--- Dataset Enclosed Below ---
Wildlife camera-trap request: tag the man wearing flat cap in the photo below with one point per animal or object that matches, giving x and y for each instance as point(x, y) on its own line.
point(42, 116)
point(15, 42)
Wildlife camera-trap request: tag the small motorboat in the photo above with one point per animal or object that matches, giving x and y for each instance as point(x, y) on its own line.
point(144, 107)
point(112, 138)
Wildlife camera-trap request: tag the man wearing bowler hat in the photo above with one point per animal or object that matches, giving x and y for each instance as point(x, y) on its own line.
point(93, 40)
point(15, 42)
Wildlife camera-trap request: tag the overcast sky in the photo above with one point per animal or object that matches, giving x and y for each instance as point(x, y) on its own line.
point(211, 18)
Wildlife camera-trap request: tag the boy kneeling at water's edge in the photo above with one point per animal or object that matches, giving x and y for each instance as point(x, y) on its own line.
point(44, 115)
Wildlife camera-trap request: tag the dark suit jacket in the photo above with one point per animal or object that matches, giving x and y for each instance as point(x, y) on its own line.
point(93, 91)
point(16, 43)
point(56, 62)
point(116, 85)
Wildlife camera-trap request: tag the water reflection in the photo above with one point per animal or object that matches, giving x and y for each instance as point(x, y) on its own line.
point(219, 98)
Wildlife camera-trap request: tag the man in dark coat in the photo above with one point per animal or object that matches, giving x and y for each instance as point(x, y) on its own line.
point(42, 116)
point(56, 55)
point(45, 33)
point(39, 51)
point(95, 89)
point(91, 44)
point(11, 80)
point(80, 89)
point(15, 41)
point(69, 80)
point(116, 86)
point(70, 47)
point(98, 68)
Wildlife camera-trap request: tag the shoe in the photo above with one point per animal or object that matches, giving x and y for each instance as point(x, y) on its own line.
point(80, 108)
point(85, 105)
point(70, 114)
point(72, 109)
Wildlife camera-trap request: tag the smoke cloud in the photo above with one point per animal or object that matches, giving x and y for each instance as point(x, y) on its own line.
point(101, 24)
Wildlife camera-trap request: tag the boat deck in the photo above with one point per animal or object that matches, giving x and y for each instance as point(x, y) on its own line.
--- End of Enclosed Dataset ---
Work request: Please print exactly the lines of the entries above, beginning with the line that contains "Wildlife camera-trap request: tag the man wearing bowler" and ending with the last line.

Written response:
Wildlife camera-trap request: tag the man wearing bowler hat in the photo above with one point per animal or object that matches, giving x and y for each instance as point(x, y) on its own line.
point(93, 40)
point(15, 42)
Wildlife camera-trap request: tag the overcast sky in the photo above with one point per animal or object that matches, giving x and y for each instance as point(x, y) on its own line.
point(211, 18)
Wildlife camera-trap request: tag the boy kneeling at water's edge in the photo above with one point per animal or object that matches, giving x and y for each instance as point(x, y) on its own line.
point(44, 115)
Wildlife camera-trap request: tag the dark suit jacket in the photo above with one point per animal or object that matches, giving x and y for each instance as point(x, y) on its own line.
point(93, 91)
point(16, 43)
point(56, 62)
point(116, 85)
Wildlife camera-trap request: tag the water reflection in the photo above with one point per animal or object that matches, giving x and y for each instance as point(x, y) on its own line.
point(219, 98)
Wildlife camera-trap request: tag the man in dark coat in the photo above with one point per animal or object that matches, giving x and y for each instance as point(x, y) on its own line.
point(42, 116)
point(56, 55)
point(45, 33)
point(39, 51)
point(95, 89)
point(91, 44)
point(11, 80)
point(80, 89)
point(15, 41)
point(69, 80)
point(116, 86)
point(70, 47)
point(98, 68)
Wildlife camera-trap request: tag the shoe in the photo above with one point per animal or object that matches, giving x and y for each instance as point(x, y) on its own line.
point(80, 108)
point(85, 105)
point(70, 114)
point(72, 109)
Wildlife camera-trap request: tag the smoke cloud in the photo above with one point per animal or object that matches, giving x and y for each instance as point(x, y) on its own line.
point(101, 24)
Wildlife camera-trap request: tag the boat deck in the photo above with one point per animal or object that matches, giving x and y for each instance as point(x, y) on its own line.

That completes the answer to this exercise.